* [AIM OF THE TASK]: Reproduce every line of the listing below, requests included, but scale each point coordinate in the masks by 0.5 and round to the nearest whole number, with halves rounded up.

(Segmentation annotation listing)
--- begin ---
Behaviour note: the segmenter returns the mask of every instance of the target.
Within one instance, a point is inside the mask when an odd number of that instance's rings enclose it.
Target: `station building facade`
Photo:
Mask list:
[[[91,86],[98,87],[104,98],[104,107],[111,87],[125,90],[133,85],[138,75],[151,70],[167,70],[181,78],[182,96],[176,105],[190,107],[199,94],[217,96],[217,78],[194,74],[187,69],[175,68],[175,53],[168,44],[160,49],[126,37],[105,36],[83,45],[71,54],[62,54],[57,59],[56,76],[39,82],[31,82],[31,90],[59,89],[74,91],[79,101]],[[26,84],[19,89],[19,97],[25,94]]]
--- end ---
* [WRITTEN RESPONSE]:
Behaviour note: the segmenter returns the mask of every instance of the target.
Within one instance, a point is inside the mask when an odd number of that instance's rings enclose it.
Target: `station building facade`
Photo:
Mask list:
[[[46,43],[49,44],[52,49],[52,54],[56,44],[63,45],[67,43],[69,38],[76,35],[84,35],[91,39],[91,48],[88,53],[95,54],[100,47],[109,48],[109,39],[97,37],[94,35],[88,34],[88,27],[84,22],[80,25],[63,19],[53,18],[42,23],[36,27],[31,27],[29,30],[28,38],[20,41],[16,41],[16,45],[30,45],[37,46],[40,51]],[[13,42],[10,45],[10,49],[13,47]]]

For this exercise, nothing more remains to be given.